Moscú estaba también intensificando sus vínculos económicos y políticos con varias naciones latinoamericanas y en particular con la Argentina. Desde los tiempos de Alejandro Lanusse durante el anterior período dictatorial (1966-73), la URSS acrecentaba su rol como comprador de cereales argentinos hasta constituirse en 1975 -ya durante el tercer gobierno peronista- en el principal cliente de los exportadores agropecuarios del país (Laufer y Spiguel, 1998). Rapoport (1989) destaca que durante el período encabezado por los dictadores Jorge R. Videla y Eduardo Viola (1976-81), el notable acercamiento operado entre Argentina y la URSS se había reflejado ya en el intercambio de misiones militares de máximo nivel. Esto reflejaba los significativos cambios que se habían registrado en los altos círculos castrenses respecto a la posición internacional de la Argentina, y los vínculos de parte de las jerarquías militares y de las propias clases dirigentes argentinas con Moscú.

En este marco general, la relativa paridad militar alcanzada en los ’70 por la URSS con Estados Unidos actuaba, además, como impulsor del conflicto Este-Oeste hacia zonas geográficas cada vez más amplias, redefiniendo aún más marcadamente el papel del Atlántico Sur en la estrategia global de ambas superpotencias y en la de sus respectivos aliados[4].     El Alte. Thomas Hayward, quien comandó la Armada

estadounidense entre 1978 y 1982, definía sin tapujos los alcances planetarios de la estrategia marítima de Washington a fines de 1979: Virtualmente nos hallamos separados de todos nuestros aliados por agua. Nuestra vida económica depende cada vez más del acceso a mercados y productos de ultramar... Nuestros intereses estratégicos abarcan los continentes y los océanos que los interconectan (Bartolomé, 1997:6).

El mundo bipolar, las Malvinas, y la hipótesis de una "guerra fabricada"

La asunción de la presidencia estadounidense por Ronald Reagan en 1981 institucionalizó esos puntos de vista como estrategia oficial. Paralelamente la OTAN, en la reunión de ministros de Defensa de mayo de ese año, consideraba ya la posibilidad de enviar fuerzas al Atlántico Sur con el argumento de “desalentar una invasión o responder a pedidos de ayuda” (Bartolomé, 1997). Las Malvinas pasaron así a ser incluidas abiertamente en la política de “seguridad atlántica”, imponiendo un avasallamiento aún mayor a la soberanía política de la Argentina y del Cono Sur latinoamericano.

**Datos registrados:**
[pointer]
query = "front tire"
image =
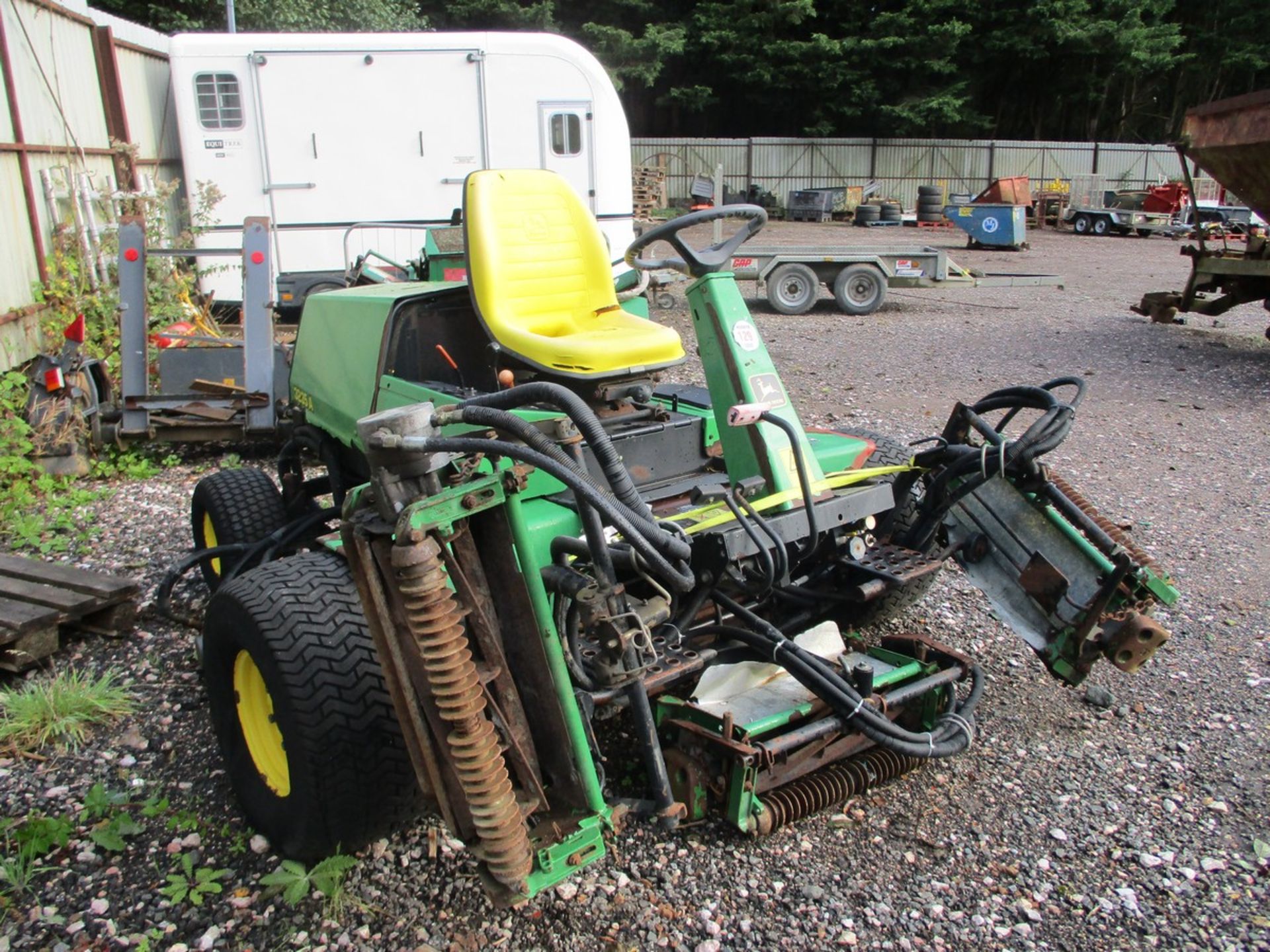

**Instrucción:**
Reproduce de forma literal el pasaje del artículo sobre la Argentina, la URSS y las Malvinas que va entre "estadounidense entre 1978" y "interconectan (Bartolomé, 1997:6).", ambos incluidos.

**Respuesta:**
estadounidense entre 1978 y 1982, definía sin tapujos los alcances planetarios de la estrategia marítima de Washington a fines de 1979: Virtualmente nos hallamos separados de todos nuestros aliados por agua. Nuestra vida económica depende cada vez más del acceso a mercados y productos de ultramar... Nuestros intereses estratégicos abarcan los continentes y los océanos que los interconectan (Bartolomé, 1997:6).